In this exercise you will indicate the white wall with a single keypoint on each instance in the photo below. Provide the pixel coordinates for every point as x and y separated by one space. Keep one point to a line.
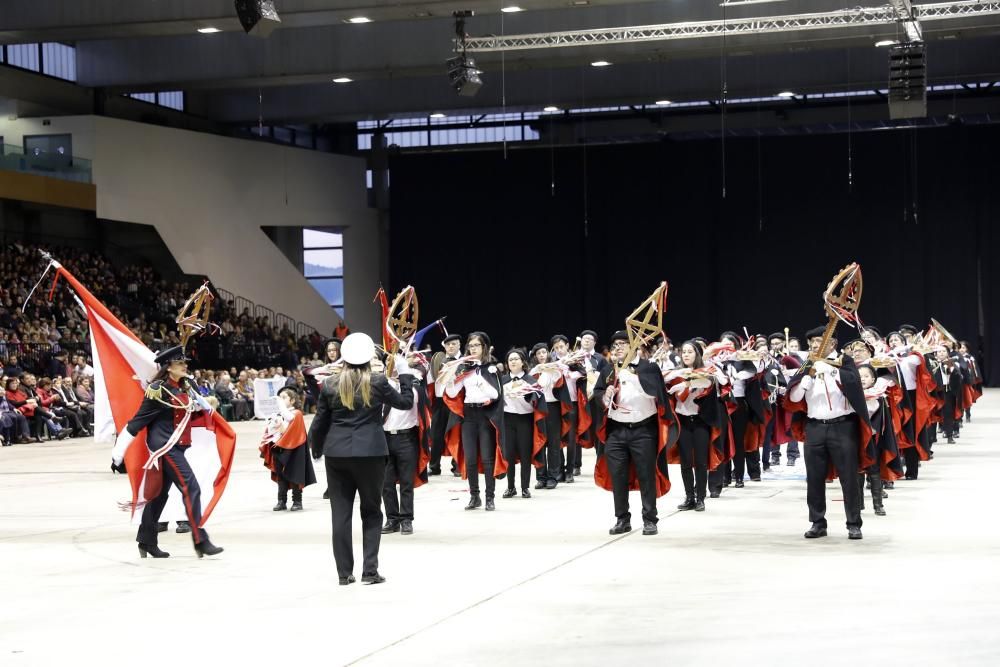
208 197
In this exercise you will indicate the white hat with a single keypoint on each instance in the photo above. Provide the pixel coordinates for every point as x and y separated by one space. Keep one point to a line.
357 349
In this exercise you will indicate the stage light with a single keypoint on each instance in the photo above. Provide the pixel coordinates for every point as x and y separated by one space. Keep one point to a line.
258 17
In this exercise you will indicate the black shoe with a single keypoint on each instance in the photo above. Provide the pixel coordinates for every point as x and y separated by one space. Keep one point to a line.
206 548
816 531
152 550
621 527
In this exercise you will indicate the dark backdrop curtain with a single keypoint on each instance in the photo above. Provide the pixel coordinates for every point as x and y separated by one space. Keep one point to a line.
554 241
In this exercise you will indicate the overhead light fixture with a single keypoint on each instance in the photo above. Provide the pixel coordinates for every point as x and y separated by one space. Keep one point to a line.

--------

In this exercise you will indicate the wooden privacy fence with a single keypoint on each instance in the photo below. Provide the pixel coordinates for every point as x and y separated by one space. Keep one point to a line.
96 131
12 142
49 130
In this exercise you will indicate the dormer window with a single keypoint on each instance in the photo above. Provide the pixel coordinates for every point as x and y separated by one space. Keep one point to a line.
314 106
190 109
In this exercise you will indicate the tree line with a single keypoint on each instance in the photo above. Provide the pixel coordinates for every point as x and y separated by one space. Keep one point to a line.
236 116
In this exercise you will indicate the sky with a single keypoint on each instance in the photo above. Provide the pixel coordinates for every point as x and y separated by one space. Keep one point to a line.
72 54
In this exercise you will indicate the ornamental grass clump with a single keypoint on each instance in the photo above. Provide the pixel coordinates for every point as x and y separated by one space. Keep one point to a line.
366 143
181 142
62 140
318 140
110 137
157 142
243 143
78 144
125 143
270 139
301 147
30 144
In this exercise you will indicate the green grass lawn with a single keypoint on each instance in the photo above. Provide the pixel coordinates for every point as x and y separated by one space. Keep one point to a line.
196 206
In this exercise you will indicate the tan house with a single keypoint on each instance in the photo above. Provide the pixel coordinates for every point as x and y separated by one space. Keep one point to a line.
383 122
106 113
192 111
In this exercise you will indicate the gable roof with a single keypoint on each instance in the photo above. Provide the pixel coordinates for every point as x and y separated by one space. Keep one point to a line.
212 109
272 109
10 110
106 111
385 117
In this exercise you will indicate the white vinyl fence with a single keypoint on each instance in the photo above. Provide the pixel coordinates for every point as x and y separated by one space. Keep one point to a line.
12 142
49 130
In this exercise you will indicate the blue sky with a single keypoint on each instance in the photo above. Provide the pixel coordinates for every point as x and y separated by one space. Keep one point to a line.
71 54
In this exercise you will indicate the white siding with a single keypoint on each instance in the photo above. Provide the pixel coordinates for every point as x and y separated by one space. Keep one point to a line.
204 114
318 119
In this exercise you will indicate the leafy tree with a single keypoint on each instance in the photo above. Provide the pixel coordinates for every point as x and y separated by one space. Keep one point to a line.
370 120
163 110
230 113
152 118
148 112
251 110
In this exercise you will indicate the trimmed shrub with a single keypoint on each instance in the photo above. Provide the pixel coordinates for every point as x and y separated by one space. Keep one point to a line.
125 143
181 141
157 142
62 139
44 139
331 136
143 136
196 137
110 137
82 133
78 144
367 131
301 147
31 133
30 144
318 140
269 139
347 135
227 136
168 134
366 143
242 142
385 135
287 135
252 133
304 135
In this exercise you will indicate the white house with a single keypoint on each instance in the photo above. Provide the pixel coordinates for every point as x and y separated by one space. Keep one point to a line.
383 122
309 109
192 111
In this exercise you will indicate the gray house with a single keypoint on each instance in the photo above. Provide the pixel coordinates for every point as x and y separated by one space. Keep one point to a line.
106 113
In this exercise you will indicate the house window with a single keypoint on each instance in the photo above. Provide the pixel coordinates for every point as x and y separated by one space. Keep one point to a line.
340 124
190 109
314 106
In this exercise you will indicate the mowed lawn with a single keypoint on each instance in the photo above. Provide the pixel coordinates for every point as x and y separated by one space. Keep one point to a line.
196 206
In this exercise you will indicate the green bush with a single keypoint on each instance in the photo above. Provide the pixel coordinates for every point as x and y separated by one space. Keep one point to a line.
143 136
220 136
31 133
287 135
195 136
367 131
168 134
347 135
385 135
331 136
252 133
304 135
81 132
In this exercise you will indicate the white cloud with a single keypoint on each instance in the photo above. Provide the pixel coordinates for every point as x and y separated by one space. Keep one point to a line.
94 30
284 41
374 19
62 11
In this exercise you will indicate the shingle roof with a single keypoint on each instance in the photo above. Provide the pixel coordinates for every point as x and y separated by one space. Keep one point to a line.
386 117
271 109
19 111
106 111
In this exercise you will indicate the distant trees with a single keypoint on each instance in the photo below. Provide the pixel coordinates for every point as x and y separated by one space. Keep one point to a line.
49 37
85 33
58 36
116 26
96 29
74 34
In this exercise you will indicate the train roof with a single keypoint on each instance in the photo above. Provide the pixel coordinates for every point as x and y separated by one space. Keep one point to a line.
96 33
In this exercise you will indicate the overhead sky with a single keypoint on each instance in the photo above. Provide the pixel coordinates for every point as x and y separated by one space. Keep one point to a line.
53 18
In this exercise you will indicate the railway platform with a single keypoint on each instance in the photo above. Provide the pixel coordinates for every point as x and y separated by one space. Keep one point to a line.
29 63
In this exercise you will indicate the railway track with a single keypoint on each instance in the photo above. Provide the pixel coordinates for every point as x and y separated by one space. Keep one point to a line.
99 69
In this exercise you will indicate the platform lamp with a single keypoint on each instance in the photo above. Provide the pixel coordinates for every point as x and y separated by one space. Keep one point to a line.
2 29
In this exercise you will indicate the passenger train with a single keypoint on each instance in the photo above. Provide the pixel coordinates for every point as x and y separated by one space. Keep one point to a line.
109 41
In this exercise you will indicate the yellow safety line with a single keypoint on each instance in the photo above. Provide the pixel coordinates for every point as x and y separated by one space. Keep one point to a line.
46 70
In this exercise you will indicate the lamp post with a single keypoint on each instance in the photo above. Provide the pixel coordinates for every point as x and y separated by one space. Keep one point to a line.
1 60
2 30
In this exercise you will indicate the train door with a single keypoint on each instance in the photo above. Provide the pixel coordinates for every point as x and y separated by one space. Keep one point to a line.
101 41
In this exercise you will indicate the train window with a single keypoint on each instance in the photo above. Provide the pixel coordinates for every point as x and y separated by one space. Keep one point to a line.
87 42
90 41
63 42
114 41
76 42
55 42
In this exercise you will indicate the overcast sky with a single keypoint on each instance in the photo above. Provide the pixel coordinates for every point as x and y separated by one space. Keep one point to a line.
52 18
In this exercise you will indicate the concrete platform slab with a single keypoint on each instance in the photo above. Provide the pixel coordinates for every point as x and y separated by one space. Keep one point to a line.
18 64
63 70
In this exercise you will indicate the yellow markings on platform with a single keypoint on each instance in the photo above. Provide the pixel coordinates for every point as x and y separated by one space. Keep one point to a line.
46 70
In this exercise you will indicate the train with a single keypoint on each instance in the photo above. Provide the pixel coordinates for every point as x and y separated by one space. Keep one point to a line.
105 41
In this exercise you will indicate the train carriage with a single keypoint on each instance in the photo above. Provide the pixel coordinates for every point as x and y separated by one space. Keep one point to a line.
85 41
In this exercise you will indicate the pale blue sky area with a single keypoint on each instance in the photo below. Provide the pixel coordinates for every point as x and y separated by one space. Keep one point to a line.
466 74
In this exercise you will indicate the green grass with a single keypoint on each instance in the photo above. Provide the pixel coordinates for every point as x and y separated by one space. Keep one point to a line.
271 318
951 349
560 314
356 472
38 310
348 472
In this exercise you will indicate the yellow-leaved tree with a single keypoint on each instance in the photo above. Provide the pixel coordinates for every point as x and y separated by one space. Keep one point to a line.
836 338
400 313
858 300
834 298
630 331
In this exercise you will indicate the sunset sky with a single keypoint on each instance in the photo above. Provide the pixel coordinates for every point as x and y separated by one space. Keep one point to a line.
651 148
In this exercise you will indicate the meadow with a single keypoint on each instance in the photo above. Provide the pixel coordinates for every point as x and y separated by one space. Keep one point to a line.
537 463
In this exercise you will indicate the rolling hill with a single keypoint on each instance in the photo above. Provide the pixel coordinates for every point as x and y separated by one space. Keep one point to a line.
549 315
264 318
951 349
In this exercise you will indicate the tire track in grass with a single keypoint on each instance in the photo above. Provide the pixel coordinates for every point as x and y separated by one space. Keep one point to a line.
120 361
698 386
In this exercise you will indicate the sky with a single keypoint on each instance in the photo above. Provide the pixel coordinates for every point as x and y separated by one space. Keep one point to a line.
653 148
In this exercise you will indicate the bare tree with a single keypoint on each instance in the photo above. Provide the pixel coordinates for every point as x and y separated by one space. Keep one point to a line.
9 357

--------

Exercise => Would you please repeat exactly the lines above, starting at the line with "In this exercise you will indicate the black" and stopping at the line with "In this exercise you will indicate the overhead light", both included?

Completed task =>
In this exercise you will indicate the black shoe with a single keypoint on each instance in the photo above. Provide the pixel coordinates for every point as x and y separated by one space. Keep one point to a line.
206 548
816 531
152 550
621 527
In this exercise you will indicate the dark backdrop curtain with a single keypoint on each instance in the photo above. Provide the pixel coordinates for every point as x and y separated by one space. Keep one point to a line.
554 241
In this exercise you will indicate the overhead light fixture with a single keypoint on each instance in the photo above. Provide the pixel coordinates for every point as x and y separated by one space. Keep one point to a line.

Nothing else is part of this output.